=== Goal ===
Duplicate the items word for word, from their very beginning through the line containing "[[233, 63]]", with both ends included. Leave the pictures out of your copy.

begin Dataset records

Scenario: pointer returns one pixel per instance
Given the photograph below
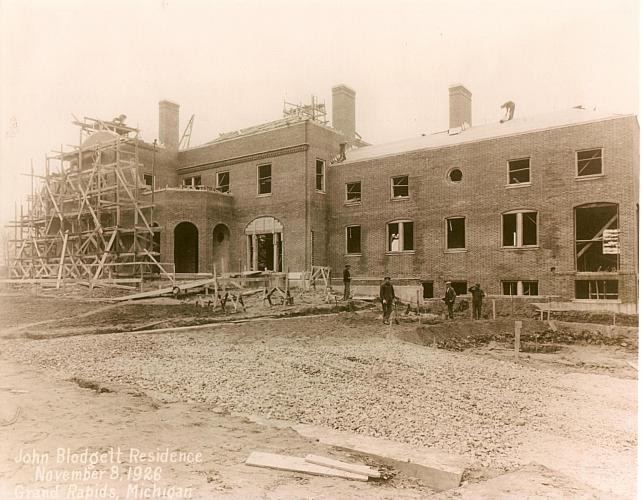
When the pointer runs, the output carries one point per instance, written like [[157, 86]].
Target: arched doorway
[[186, 248], [264, 237], [221, 248]]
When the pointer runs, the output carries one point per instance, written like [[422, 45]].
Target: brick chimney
[[343, 111], [168, 124], [460, 106]]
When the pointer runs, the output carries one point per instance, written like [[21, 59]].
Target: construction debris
[[361, 469], [296, 464]]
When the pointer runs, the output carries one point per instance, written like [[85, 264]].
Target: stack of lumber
[[313, 464]]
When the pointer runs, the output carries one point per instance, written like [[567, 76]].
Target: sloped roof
[[264, 127], [516, 126]]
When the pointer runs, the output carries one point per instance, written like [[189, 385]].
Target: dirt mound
[[461, 335]]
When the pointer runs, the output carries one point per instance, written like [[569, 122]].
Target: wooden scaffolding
[[90, 217]]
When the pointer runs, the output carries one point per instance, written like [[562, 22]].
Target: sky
[[233, 63]]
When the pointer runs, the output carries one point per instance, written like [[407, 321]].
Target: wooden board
[[438, 469], [297, 464], [361, 469]]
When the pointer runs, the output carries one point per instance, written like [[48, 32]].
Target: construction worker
[[449, 298], [346, 282], [478, 294], [387, 296]]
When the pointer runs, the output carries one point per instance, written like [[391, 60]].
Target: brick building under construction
[[544, 205]]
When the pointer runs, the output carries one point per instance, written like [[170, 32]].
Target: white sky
[[232, 63]]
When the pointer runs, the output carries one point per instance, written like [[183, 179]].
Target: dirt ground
[[455, 386]]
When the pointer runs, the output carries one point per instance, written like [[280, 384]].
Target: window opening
[[456, 232], [519, 171], [400, 187]]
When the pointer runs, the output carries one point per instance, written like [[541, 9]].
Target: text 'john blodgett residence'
[[541, 205]]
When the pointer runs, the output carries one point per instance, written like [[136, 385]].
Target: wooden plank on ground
[[361, 469], [297, 464], [438, 469]]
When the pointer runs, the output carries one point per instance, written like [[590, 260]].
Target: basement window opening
[[520, 287], [264, 179], [353, 192], [192, 182], [456, 233], [353, 239], [519, 171], [401, 236], [320, 176], [223, 182], [519, 229], [400, 187], [149, 180], [460, 287], [589, 162], [597, 238], [596, 289], [455, 175]]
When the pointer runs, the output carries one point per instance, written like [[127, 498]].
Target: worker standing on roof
[[346, 282], [387, 296]]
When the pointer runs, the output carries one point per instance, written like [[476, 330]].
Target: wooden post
[[62, 259], [215, 282], [518, 332]]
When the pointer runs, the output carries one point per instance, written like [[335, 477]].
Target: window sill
[[588, 177], [593, 301], [530, 247], [597, 273]]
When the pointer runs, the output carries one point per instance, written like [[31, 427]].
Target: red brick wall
[[289, 201], [482, 197], [203, 209]]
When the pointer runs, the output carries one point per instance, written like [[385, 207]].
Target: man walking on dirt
[[449, 298], [387, 296], [346, 282], [478, 295]]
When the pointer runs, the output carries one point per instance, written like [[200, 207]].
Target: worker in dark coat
[[449, 298], [387, 296], [478, 294], [346, 282]]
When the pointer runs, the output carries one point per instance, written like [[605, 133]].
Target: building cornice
[[243, 159]]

end Dataset records

=== Result of the task ===
Scenario: pointer returns one pixel per instance
Given the photograph below
When the pointer runs, the output carries one point per instance, written like [[157, 86]].
Target: arched doorway
[[186, 248], [264, 237], [221, 248]]
When the pointer runs, the output carries one point per instance, written like [[422, 45]].
Target: brick chimney
[[343, 111], [168, 124], [460, 106]]
When the pointer runs, the output carries one point per instance, written like [[21, 59]].
Target: construction debris
[[361, 469], [296, 464]]
When the pointer runs, the output carries one point per instance, written like [[85, 264]].
Target: stack of lumber
[[313, 464]]
When the pointer runs, the output carries one point per instance, written like [[567, 76]].
Target: sloped roof
[[264, 127], [516, 126]]
When the pointer runs, the output carries one point per instance, written like [[189, 385]].
Target: dirt mound
[[461, 335]]
When the pointer runs, the output carries one point per instance, written like [[569, 122]].
Target: wooden scaffolding
[[90, 217]]
When the pointer runs, the output carries one point per instance, written like [[562, 22]].
Target: sky
[[233, 63]]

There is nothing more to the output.